Rows taken from a dataset
-- Begin --
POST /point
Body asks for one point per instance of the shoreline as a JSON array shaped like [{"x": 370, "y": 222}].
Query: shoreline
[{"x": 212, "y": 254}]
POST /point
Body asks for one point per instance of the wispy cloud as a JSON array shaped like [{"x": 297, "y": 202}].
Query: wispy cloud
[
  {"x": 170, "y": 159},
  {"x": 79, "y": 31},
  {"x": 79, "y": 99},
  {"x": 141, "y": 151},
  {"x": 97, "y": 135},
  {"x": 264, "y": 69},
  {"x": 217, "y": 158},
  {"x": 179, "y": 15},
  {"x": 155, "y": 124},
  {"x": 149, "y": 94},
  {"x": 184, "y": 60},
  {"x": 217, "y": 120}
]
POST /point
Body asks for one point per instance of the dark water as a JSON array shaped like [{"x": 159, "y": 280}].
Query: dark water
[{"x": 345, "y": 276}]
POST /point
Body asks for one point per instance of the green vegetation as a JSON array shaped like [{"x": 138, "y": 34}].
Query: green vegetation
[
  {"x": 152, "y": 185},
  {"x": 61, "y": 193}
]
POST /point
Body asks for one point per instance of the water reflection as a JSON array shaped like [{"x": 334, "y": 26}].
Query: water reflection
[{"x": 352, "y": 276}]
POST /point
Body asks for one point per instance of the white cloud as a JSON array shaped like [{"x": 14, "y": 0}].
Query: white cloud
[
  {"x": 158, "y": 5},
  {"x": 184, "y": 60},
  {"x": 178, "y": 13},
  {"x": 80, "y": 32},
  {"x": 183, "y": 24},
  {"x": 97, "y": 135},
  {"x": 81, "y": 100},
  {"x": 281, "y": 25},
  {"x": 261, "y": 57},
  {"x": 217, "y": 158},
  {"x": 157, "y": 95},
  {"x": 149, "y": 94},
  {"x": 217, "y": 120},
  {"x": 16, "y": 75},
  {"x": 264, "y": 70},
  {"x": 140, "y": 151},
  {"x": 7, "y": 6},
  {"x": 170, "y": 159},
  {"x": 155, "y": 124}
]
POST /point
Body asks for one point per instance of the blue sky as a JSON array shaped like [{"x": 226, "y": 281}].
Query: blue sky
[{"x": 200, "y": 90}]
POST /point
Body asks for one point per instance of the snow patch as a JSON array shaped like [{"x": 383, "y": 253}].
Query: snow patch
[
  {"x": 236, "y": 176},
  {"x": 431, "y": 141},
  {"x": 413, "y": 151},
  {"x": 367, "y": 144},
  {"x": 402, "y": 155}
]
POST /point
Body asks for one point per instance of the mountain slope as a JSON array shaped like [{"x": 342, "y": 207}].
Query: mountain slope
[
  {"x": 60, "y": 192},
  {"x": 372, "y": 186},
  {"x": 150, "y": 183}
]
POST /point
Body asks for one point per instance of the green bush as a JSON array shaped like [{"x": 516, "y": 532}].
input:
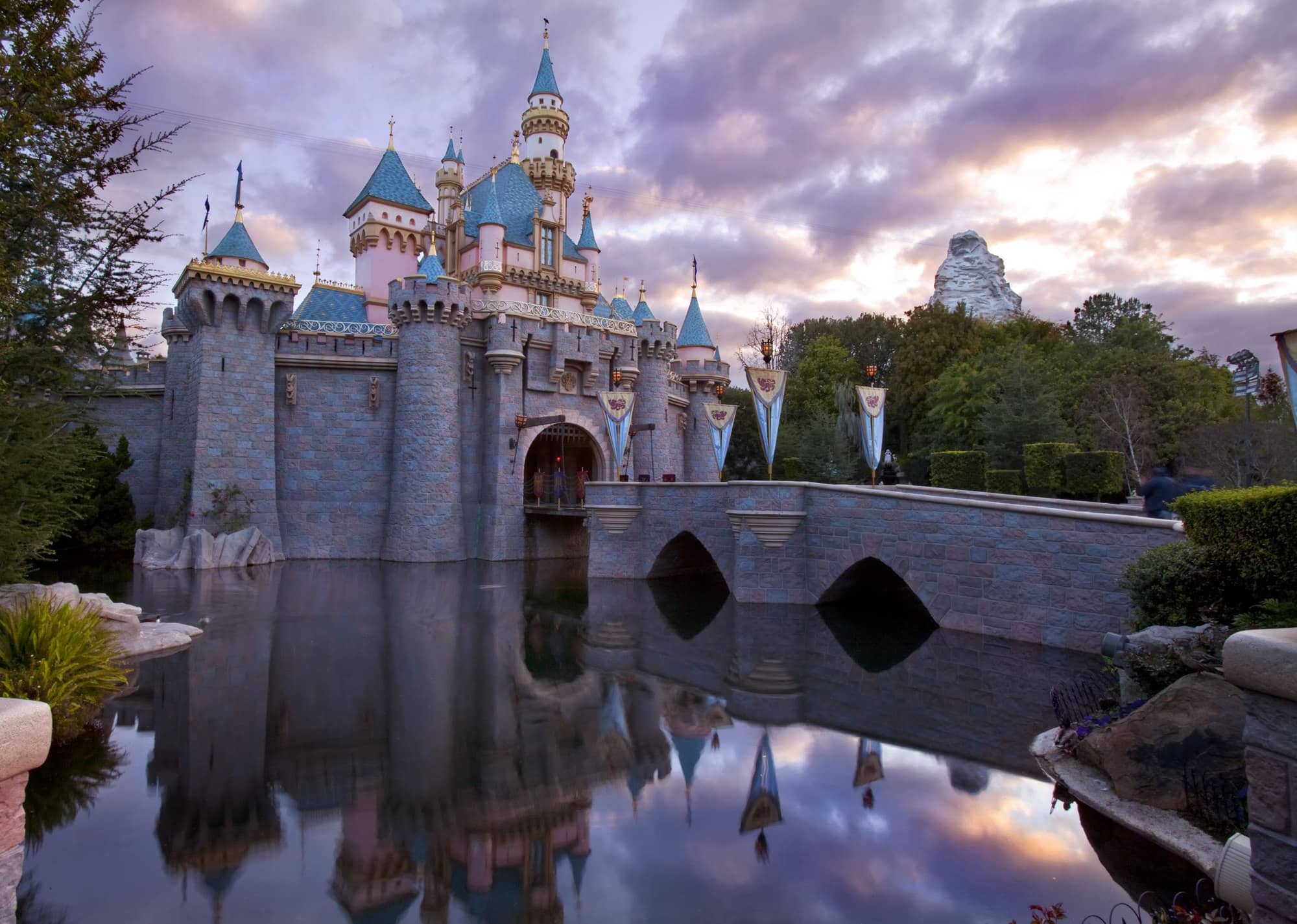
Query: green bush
[
  {"x": 1172, "y": 584},
  {"x": 964, "y": 470},
  {"x": 1005, "y": 480},
  {"x": 1042, "y": 464},
  {"x": 1250, "y": 532},
  {"x": 59, "y": 656},
  {"x": 1091, "y": 475}
]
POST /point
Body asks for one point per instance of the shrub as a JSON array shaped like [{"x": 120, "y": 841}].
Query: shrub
[
  {"x": 1042, "y": 464},
  {"x": 1005, "y": 480},
  {"x": 59, "y": 656},
  {"x": 1251, "y": 532},
  {"x": 1172, "y": 584},
  {"x": 964, "y": 470},
  {"x": 1094, "y": 474}
]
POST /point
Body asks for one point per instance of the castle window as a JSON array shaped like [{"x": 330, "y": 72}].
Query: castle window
[{"x": 548, "y": 246}]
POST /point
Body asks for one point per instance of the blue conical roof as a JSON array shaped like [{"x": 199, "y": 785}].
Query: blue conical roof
[
  {"x": 587, "y": 242},
  {"x": 693, "y": 333},
  {"x": 392, "y": 184},
  {"x": 433, "y": 268},
  {"x": 491, "y": 215},
  {"x": 545, "y": 82},
  {"x": 238, "y": 243}
]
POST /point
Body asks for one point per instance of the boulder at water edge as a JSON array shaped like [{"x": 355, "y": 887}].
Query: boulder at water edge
[
  {"x": 1198, "y": 720},
  {"x": 199, "y": 549}
]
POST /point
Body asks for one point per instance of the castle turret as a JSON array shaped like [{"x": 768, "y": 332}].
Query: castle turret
[
  {"x": 386, "y": 224},
  {"x": 425, "y": 515},
  {"x": 234, "y": 305}
]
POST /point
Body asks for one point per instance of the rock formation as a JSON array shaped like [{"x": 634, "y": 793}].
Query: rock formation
[
  {"x": 975, "y": 276},
  {"x": 199, "y": 549}
]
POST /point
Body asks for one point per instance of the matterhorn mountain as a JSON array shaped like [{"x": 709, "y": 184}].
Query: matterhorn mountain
[{"x": 975, "y": 276}]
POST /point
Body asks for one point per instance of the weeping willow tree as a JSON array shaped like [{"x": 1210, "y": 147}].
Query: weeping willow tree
[{"x": 68, "y": 278}]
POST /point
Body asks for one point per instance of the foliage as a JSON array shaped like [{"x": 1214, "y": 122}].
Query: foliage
[
  {"x": 68, "y": 783},
  {"x": 1005, "y": 480},
  {"x": 67, "y": 273},
  {"x": 964, "y": 470},
  {"x": 1251, "y": 532},
  {"x": 1042, "y": 464},
  {"x": 107, "y": 526},
  {"x": 59, "y": 656},
  {"x": 1093, "y": 475},
  {"x": 232, "y": 508},
  {"x": 1172, "y": 584}
]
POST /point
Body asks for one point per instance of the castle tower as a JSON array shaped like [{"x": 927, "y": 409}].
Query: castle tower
[
  {"x": 588, "y": 248},
  {"x": 176, "y": 448},
  {"x": 234, "y": 305},
  {"x": 701, "y": 369},
  {"x": 545, "y": 130},
  {"x": 386, "y": 225},
  {"x": 425, "y": 515}
]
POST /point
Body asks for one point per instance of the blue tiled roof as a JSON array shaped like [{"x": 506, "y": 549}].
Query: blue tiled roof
[
  {"x": 587, "y": 234},
  {"x": 433, "y": 268},
  {"x": 238, "y": 243},
  {"x": 643, "y": 313},
  {"x": 392, "y": 184},
  {"x": 517, "y": 200},
  {"x": 330, "y": 304},
  {"x": 545, "y": 82},
  {"x": 693, "y": 333},
  {"x": 622, "y": 308}
]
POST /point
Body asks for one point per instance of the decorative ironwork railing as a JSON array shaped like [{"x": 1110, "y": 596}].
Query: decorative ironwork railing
[
  {"x": 554, "y": 316},
  {"x": 351, "y": 329}
]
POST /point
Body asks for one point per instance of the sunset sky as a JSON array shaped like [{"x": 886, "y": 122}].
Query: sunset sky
[{"x": 816, "y": 155}]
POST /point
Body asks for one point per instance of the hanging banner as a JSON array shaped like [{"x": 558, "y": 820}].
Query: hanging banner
[
  {"x": 870, "y": 763},
  {"x": 1289, "y": 360},
  {"x": 768, "y": 387},
  {"x": 872, "y": 423},
  {"x": 617, "y": 414},
  {"x": 720, "y": 420},
  {"x": 763, "y": 800}
]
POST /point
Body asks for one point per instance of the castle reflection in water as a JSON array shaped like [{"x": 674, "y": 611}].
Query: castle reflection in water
[{"x": 460, "y": 717}]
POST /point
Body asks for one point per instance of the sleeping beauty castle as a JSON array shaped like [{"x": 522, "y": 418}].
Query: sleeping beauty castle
[{"x": 444, "y": 405}]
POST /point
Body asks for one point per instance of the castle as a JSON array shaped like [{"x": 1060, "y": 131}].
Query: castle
[{"x": 408, "y": 416}]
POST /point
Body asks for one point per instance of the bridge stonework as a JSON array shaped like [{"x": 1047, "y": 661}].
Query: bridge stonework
[{"x": 1016, "y": 570}]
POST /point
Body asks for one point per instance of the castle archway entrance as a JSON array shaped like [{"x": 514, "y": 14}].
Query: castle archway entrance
[{"x": 561, "y": 448}]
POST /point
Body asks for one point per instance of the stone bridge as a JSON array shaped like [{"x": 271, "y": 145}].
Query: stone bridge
[{"x": 1025, "y": 569}]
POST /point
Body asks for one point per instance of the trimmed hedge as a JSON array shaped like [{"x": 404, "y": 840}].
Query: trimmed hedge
[
  {"x": 1251, "y": 532},
  {"x": 1042, "y": 464},
  {"x": 1094, "y": 474},
  {"x": 1005, "y": 480},
  {"x": 964, "y": 470}
]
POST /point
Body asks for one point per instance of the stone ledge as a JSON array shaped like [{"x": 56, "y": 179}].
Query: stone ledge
[
  {"x": 25, "y": 731},
  {"x": 1264, "y": 661},
  {"x": 1164, "y": 828}
]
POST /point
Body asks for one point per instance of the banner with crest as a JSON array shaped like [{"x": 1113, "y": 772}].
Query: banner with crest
[
  {"x": 872, "y": 423},
  {"x": 720, "y": 421},
  {"x": 617, "y": 416},
  {"x": 768, "y": 387},
  {"x": 1289, "y": 360}
]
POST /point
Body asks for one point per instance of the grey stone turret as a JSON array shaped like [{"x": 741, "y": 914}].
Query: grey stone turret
[{"x": 425, "y": 509}]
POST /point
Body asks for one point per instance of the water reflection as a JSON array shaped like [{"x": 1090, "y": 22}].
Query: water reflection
[{"x": 503, "y": 744}]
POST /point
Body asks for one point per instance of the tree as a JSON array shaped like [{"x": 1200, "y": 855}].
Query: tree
[
  {"x": 67, "y": 272},
  {"x": 771, "y": 326}
]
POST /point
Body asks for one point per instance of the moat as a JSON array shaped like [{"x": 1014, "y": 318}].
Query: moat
[{"x": 516, "y": 742}]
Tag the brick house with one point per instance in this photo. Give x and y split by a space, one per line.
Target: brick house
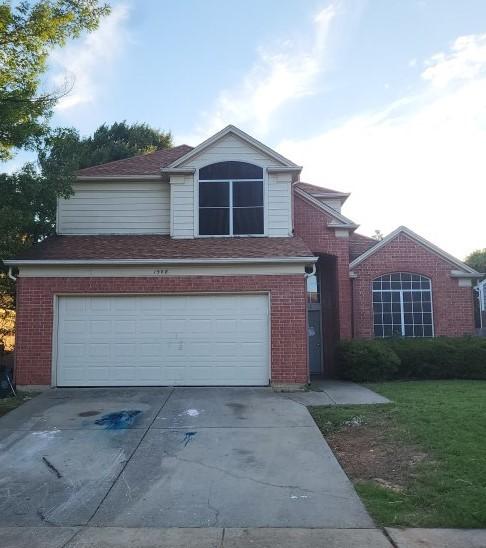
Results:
216 265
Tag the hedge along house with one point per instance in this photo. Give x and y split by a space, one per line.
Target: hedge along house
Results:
216 265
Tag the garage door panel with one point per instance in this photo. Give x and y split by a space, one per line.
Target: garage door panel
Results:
163 340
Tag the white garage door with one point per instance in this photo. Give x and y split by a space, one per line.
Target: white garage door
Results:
162 340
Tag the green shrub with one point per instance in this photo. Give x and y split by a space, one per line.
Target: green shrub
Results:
372 360
363 360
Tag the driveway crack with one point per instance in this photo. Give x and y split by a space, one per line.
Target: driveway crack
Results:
254 480
122 471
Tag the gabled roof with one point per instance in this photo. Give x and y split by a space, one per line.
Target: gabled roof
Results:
321 192
144 164
421 241
242 135
358 244
160 248
339 220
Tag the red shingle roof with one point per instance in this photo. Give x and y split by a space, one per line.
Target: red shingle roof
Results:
145 164
162 247
316 190
358 244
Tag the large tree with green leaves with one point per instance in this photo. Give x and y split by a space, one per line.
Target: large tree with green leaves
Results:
28 32
28 197
477 260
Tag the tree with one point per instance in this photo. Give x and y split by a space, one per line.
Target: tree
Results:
28 32
119 141
477 260
28 198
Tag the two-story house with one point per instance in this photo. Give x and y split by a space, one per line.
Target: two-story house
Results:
216 265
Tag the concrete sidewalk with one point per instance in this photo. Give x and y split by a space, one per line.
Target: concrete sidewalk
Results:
118 537
332 392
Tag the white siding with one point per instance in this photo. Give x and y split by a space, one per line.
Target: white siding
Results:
182 206
279 218
230 147
115 208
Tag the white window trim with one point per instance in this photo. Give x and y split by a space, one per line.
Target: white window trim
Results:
264 180
402 308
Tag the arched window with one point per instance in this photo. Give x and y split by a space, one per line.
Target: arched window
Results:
402 305
230 199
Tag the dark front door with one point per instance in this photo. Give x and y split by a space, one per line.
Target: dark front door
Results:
315 344
314 323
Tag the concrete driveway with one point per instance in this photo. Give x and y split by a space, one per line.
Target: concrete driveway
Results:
165 457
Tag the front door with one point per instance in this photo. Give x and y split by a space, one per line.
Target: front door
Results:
314 323
314 334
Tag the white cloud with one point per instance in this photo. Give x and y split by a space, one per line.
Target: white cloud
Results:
465 61
278 76
419 161
87 62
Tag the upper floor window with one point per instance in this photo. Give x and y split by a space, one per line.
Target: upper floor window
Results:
402 305
230 199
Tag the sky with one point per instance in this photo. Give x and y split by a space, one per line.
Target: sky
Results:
385 99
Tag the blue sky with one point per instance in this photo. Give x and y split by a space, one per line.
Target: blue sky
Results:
382 98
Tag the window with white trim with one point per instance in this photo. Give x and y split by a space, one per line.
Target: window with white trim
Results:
402 305
231 199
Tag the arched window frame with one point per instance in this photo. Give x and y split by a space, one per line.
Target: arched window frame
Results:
402 305
231 182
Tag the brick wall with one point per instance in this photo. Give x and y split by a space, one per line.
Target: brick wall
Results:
310 224
35 316
452 305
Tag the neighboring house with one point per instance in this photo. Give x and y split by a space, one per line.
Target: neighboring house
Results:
215 265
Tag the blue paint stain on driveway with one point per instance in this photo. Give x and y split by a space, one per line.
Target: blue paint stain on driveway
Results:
118 420
188 436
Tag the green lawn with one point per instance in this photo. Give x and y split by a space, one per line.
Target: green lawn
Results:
445 423
11 402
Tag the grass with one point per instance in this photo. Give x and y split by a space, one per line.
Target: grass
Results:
446 420
10 403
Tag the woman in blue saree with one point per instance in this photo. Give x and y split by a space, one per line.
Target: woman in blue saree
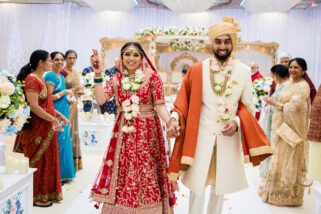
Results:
57 87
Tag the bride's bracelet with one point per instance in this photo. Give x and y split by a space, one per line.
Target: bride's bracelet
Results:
170 119
98 80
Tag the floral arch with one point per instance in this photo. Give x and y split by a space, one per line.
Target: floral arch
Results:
170 47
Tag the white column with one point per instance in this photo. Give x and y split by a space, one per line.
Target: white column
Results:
2 150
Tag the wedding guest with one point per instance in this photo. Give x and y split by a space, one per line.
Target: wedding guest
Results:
284 182
38 138
73 82
57 88
280 75
314 136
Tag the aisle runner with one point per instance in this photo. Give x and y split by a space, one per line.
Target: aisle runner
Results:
243 202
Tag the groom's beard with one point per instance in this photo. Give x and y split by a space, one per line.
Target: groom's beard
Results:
222 57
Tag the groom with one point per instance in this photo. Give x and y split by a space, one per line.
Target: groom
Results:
209 147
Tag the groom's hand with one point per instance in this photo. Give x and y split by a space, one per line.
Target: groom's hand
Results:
229 128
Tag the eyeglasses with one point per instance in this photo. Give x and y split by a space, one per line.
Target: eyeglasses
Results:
58 60
225 42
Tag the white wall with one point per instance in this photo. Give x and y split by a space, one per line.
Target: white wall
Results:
24 28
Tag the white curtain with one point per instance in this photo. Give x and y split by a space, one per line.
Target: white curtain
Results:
25 28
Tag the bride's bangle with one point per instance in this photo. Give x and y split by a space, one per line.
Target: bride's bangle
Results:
170 119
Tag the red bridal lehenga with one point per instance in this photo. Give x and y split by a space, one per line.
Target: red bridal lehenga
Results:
132 178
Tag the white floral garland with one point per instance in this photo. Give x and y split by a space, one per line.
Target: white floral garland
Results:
187 44
131 106
173 30
223 105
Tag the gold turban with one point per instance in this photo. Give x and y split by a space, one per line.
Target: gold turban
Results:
227 26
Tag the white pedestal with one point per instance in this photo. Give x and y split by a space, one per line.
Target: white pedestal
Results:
2 150
95 136
17 192
317 190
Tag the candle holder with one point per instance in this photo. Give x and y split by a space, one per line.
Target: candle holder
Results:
1 182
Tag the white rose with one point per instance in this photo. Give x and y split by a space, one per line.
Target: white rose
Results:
226 117
4 123
215 67
125 103
135 87
228 92
7 88
3 80
125 129
20 121
135 114
135 107
125 80
138 80
127 109
138 72
128 116
267 88
221 109
131 129
20 110
5 101
135 99
218 88
126 86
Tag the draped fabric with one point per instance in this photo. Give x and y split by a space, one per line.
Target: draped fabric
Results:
67 168
72 82
314 136
39 144
299 26
133 178
283 184
266 124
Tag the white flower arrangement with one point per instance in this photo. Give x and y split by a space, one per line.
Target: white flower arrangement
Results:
223 105
131 106
187 44
261 89
14 110
89 85
172 30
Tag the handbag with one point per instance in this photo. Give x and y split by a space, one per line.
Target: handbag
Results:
289 135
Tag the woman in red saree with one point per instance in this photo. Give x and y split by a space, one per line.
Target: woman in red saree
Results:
38 138
133 177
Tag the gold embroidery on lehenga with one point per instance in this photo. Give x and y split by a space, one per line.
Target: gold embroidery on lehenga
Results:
43 148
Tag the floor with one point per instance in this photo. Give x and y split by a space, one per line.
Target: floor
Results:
247 201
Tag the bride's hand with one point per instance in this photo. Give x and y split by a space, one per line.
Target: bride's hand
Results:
97 63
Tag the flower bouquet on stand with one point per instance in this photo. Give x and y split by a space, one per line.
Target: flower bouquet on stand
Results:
261 89
88 98
14 110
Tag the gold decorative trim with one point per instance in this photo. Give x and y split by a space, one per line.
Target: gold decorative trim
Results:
45 145
187 160
261 151
247 159
184 55
173 176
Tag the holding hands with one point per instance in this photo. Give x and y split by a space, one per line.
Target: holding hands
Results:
173 129
97 63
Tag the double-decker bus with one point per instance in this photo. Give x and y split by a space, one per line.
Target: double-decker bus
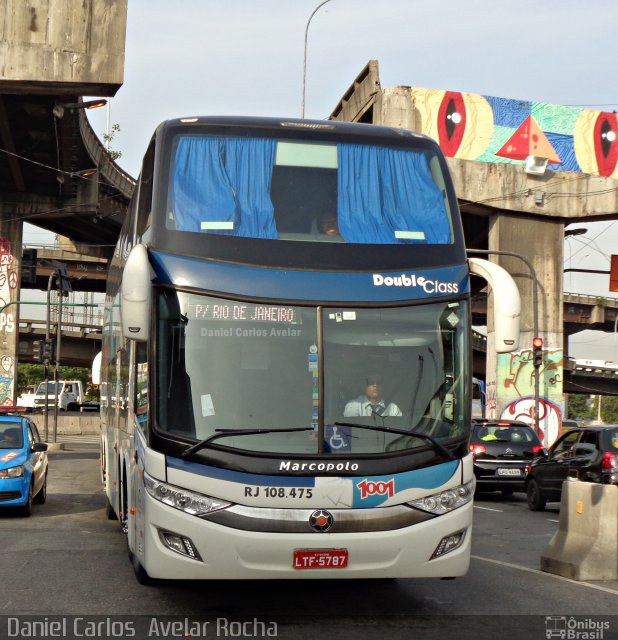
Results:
286 364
-- End --
Exercise instructions: Express the material above as a JSON list of strings, one string per line, beginning at the line that contains "Tag the holding" and continuing through the end of the material. Omit blank lines, and leave the pictures out.

Correct result:
[
  "Tag the holding hands with one point per instance in this photo. Give x and y split by a space, one per line.",
  "Target: holding hands",
  "Results:",
  "173 129",
  "97 63",
  "Tag the double-decker bus with one point per instance in this photo. Give x and y split by a space, one per line.",
  "Target: double-decker bus",
  "Results:",
  "286 364"
]